Exercise objective
Restate each of the lines below word for word and drop every picture.

Dataset entries

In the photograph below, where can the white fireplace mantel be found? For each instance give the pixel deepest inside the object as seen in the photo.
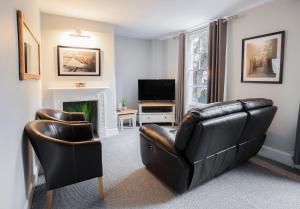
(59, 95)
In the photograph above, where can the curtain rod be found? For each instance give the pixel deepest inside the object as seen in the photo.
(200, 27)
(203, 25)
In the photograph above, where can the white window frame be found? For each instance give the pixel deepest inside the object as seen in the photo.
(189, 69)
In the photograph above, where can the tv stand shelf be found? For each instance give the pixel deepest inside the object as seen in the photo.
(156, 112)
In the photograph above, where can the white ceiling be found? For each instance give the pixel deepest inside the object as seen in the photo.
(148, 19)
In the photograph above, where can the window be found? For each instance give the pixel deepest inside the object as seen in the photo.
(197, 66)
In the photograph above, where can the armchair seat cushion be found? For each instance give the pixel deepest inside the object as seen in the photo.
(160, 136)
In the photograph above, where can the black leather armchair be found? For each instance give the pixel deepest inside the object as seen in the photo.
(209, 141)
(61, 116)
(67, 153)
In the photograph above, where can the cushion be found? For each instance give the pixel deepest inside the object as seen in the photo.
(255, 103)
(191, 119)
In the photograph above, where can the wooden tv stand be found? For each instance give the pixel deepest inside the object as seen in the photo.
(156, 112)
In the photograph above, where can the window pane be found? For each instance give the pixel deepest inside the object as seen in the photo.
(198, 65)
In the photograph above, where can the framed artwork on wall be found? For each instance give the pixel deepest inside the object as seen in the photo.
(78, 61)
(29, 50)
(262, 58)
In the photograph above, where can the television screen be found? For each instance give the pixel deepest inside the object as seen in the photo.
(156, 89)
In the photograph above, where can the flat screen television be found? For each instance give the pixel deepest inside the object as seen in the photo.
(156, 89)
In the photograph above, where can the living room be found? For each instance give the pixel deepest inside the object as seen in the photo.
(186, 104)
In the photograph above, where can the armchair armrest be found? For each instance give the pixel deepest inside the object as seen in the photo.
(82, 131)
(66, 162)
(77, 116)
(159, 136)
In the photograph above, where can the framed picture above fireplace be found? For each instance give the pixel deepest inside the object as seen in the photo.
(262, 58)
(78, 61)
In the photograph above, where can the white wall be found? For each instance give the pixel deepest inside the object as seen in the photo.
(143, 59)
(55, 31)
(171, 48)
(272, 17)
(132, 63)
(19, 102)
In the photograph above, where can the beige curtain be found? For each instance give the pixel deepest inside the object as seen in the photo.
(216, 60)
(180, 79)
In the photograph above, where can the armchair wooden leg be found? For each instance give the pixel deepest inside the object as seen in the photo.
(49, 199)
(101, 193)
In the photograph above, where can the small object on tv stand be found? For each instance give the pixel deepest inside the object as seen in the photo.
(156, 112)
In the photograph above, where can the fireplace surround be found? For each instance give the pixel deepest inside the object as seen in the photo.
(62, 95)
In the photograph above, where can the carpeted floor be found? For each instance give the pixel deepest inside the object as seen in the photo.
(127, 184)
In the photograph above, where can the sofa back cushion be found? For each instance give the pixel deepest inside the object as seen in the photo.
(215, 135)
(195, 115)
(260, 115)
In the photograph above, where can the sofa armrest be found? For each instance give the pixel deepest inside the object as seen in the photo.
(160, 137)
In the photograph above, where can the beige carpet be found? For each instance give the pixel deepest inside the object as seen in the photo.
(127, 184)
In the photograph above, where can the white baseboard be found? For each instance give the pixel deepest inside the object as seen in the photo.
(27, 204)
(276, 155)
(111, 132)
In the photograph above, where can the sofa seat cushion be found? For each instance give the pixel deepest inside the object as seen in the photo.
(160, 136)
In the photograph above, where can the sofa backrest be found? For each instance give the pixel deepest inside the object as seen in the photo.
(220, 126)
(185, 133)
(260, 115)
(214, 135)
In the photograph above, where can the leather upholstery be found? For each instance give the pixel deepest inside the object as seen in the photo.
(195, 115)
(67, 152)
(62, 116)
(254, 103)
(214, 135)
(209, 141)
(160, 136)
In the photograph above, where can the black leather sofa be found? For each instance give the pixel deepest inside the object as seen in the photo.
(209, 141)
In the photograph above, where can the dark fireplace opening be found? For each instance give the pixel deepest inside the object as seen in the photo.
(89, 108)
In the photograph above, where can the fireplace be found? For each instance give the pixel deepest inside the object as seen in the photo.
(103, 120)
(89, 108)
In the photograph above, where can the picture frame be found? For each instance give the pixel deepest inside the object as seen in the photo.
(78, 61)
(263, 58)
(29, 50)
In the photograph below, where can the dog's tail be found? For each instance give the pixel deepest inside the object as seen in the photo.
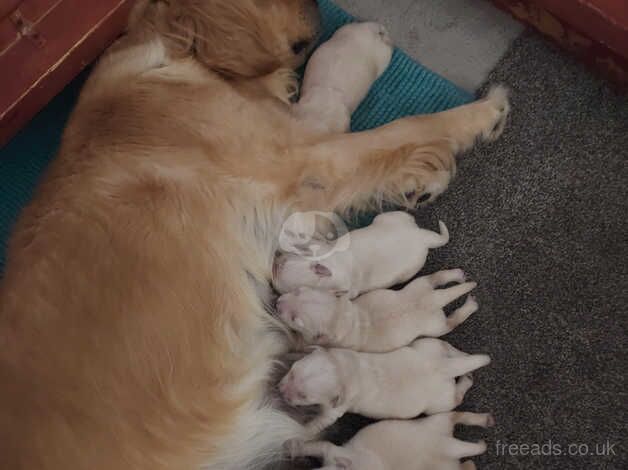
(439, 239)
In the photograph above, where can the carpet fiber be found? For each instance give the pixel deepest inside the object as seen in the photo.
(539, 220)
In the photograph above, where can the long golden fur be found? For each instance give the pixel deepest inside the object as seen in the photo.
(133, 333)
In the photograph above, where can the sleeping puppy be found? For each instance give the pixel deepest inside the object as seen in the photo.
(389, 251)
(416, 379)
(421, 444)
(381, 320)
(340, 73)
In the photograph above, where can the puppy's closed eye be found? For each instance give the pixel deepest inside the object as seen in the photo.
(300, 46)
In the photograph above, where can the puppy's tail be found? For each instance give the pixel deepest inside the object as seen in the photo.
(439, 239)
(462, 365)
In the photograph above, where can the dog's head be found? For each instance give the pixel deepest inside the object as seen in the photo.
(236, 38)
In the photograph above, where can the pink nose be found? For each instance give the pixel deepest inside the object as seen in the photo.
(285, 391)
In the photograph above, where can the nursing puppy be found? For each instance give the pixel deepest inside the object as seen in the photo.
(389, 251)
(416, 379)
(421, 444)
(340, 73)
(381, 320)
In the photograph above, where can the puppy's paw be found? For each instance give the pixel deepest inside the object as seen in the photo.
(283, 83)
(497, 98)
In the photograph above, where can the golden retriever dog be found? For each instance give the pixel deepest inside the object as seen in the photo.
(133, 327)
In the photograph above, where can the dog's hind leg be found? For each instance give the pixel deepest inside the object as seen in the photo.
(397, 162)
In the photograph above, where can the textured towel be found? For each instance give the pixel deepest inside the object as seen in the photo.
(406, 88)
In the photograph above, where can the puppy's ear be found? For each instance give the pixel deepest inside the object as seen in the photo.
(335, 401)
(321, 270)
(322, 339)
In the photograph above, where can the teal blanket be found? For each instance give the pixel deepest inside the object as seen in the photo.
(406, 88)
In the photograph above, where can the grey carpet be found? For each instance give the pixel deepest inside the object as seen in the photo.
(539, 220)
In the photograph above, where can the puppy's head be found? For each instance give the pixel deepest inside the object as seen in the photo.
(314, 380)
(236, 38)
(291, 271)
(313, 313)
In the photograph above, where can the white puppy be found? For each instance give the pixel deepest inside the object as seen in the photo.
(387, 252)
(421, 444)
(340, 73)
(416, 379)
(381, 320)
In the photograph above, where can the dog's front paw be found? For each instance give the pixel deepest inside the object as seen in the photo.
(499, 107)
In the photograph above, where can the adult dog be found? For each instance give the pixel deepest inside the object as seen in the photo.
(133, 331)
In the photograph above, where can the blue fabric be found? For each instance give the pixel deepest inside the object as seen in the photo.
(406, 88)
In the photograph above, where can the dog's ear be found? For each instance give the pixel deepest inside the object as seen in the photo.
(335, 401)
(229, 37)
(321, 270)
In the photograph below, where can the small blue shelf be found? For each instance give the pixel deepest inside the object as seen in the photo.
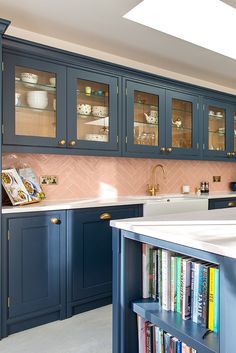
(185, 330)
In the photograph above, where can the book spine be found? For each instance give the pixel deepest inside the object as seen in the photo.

Expected output
In the photograph below, where can the white fireplace mantel be found? For each instance give the pixel deepest inside the object as seen in the photo.
(59, 95)
In the photograph above, where can the curtain rod be found? For each instance give the pixel deepest inside the object as seen in the photo.
(200, 27)
(203, 25)
In the photograph above, where can the white window frame be found? For each instance give the pixel deepest inside the object as seen in the photo.
(189, 69)
In the photograph above, where can the tv stand shelf be found? For each instance give the pixel deepest inside the object as seen in the photo.
(156, 112)
In the photograph above, where can the white ceiling be found? For each instance give the pixel deepest inside the object as seen in the photo.
(148, 19)
In the photograph above, where can the window be found? For each instance give the pixel deepest inside the object as seen in the photo.
(197, 66)
In the photograph above, where can the armchair seat cushion be found? For each instance give the pixel deepest inside the object as seen in the photo.
(160, 136)
In the photograph above, where can the black leather armchair be found? For each instance give the pixel deepest inside the object as seen in the photo.
(209, 141)
(61, 116)
(67, 153)
In the photograph above, where can the cushion be found? For each instance give the pixel deepest inside the object as seen in the photo.
(255, 103)
(191, 119)
In the photograph above, where can the wooden tv stand be found? For each instance give the pixel deepest inside the object as seen in the photo.
(156, 112)
In the photograph above, where can the window pane be found? For each instance give the pixel deepest inside the object as seen in the photo.
(198, 65)
In the photograph above, where can the framed artwork on wall be found? For each instance give the pixel deepest inside the object as seen in the photo.
(78, 61)
(29, 50)
(262, 58)
In the photograph above, where can the television screen be found? For each instance give the pixel deepest inside the object as seen in the photo.
(156, 89)
In the photograph above, where can the flat screen television be found? For each instance give the pixel deepest inside the object as seen in the photo.
(156, 89)
In the photograph above, where can the living room be found? For each instance give the pixel deepest inside the object as seen in the photo.
(186, 104)
In the photograph above, where can the armchair armrest be found? For each instance give the pixel deepest inside the object as seen in the photo.
(82, 131)
(66, 162)
(77, 116)
(159, 136)
In the photograph above, where can the framed picture above fireplace be found? For each instance give the pixel deepest inside the object as seen in the photo.
(262, 58)
(78, 61)
In the photograph above, where can the white wall be found? For each instance give the pixel deepest inside the object as seen in the photo.
(143, 59)
(55, 31)
(171, 48)
(272, 17)
(132, 63)
(19, 102)
In the photograph above, where can the beige curtain be found? For each instance give the pixel deepest inside the object as seen in the photo.
(216, 60)
(180, 79)
In the photograph above, where can the armchair wooden leg be found? For each instance give the pixel deepest inside the object as seen in the photo.
(49, 199)
(101, 193)
In the photograph above, where can the small object on tv stand be found? For each instance give the pixel deepest inside the object as seen in the photo.
(156, 112)
In the photograph above, where can the fireplace surround be found? For each instance give the pixel deepest inside the object as seen in the photo.
(62, 95)
In the photograph above, where can the carpeted floor be found? For each instance give the pixel deepest inside the object as seen in the photo.
(127, 184)
In the photograph above, where can the sofa back cushion be found? For each instance give the pixel deepest inside the object as seen in the photo.
(215, 135)
(195, 115)
(260, 115)
In the photograph above, where can the sofa armrest be found? For each instance give the pixel deepest inside the object as seen in the photo.
(160, 137)
In the photograph above, where can the beige carpet be found? For each instance give the pixel deepest inside the object as seen in the photo.
(127, 184)
In the photograph above, where can the white baseboard be found? For each instance give the pixel deepest inside the object as seen in the photo.
(27, 204)
(276, 155)
(111, 132)
In the photograph above, where can the sofa seat cushion be found? For each instance give the pixel deepest inside the object as seen in the photo.
(160, 136)
In the photograph above, where can the sofa backrest be found? For each instance give the pixel deepest inside the object as seen in the photo.
(220, 126)
(185, 133)
(260, 115)
(214, 135)
In the photograph above, where can the leather upholstery be found? For each instance give the pixel deepest inside the object as seen in the photo.
(195, 115)
(67, 152)
(62, 116)
(254, 103)
(214, 135)
(209, 141)
(160, 136)
In the photograph above, where can the black leather sofa be found? For each instance give the pixel deepest inside the object as seen in the photo.
(209, 141)
In the photograph above, where can the dark fireplace opening be found? For each instance give the pixel deepest inside the object as seen in the photo.
(89, 108)
In the photograph above, where can the fireplace be found? For each instance give the pixel deepest inside the object as seen in the photo.
(103, 120)
(89, 108)
In the photograph above, where can the picture frame be found? For each instance give the pixel deepest inside the object as seen in the photo.
(78, 61)
(263, 58)
(29, 50)
In the photograph below, where can the dog's tail be found? For each instance give the pixel deepest inside the object as seen in the photo.
(439, 239)
In the photograph above, where can the carpet fiber be found? For each instance give the pixel deepest inside the object as seen in the photo.
(539, 220)
In the photograph above, where can the long golden fur be found? For each instance give the pixel deepest inside the object as seen in the photo.
(133, 333)
In the photograph above, where can the sleeping puppy be found? For each instance give the pixel deepest inside the object as seen in the photo.
(389, 251)
(416, 379)
(421, 444)
(381, 320)
(340, 73)
In the photograph above, where can the puppy's closed eye be found? For each instance give the pixel deepest inside the object as seen in the photo.
(300, 46)
In the photograph above, where can the puppy's tail be found? For each instance give the pixel deepest inside the object as seen in the photo.
(439, 239)
(462, 365)
In the photograph above, where can the dog's head be found? For each instance give the pixel deepest inside the object as seen in the photo.
(236, 38)
In the photograph above, where can the pink nose be found? For each instance give the pixel deepest inside the object as seen in the photo.
(285, 391)
In the photograph above, where can the nursing puppy be found? For each instance give the pixel deepest inside the object as seen in the photo.
(389, 251)
(416, 379)
(421, 444)
(340, 73)
(381, 320)
In the photograph above, where can the puppy's paw be found? For each instance give the pixel deepest inside the object as seen in the photo.
(283, 83)
(497, 98)
In the photograph above, where can the golden retriever dog be found? For each instance give the pixel deepest inside the object as seen in the photo.
(133, 327)
In the photograph above, where can the dog's hind leg be found? For each instance give the pixel deepest inside the object as seen in the photo.
(397, 162)
In the photograph above, where can the textured towel be found? For each instance give the pixel deepest inside the object as seen in the photo.
(406, 88)
In the photograph above, where can the puppy's ear be found? For each instance give the pixel deepest inside the object as seen in the photo.
(335, 401)
(321, 270)
(322, 339)
In the photograph above, where can the teal blanket be found? For each instance give the pixel deepest inside the object as seen in the photo.
(406, 88)
In the photograph above, where can the grey carpet be found? For each instance give the pixel deepest inside the object as seen in the photo.
(539, 220)
In the photograph above, where can the puppy's head be found? For each instance give the pixel deepest inside the object as seen in the photo.
(314, 380)
(236, 38)
(291, 271)
(313, 313)
In the photograph above, where can the white puppy be found? For each instance give the pixel deepest inside the object as seen in the photo.
(387, 252)
(421, 444)
(340, 73)
(416, 379)
(381, 320)
In the photograph above, where can the dog's front paw be found? For each instance give the pixel deepest inside the object as seen in the photo.
(499, 107)
In the photograph above, where can the adult dog be found? For each instance give the pixel deepest inside the object as seen in the photo.
(133, 331)
In the photograph above, where can the blue fabric be found? For each instance give the pixel deepest inside the object as seen in the photo.
(406, 88)
In the photograph above, where can the dog's ear be found? For each instance give the pixel deepest inside the object as seen in the photo.
(335, 401)
(229, 37)
(321, 270)
In the photograph below, where can the small blue shelf be found? For each instance give the pixel deepest inside the object as seen in the photo.
(185, 330)
In the photograph above, where can the book spine be found? For each instance give the pixel deepest inside the object as seen in the photo.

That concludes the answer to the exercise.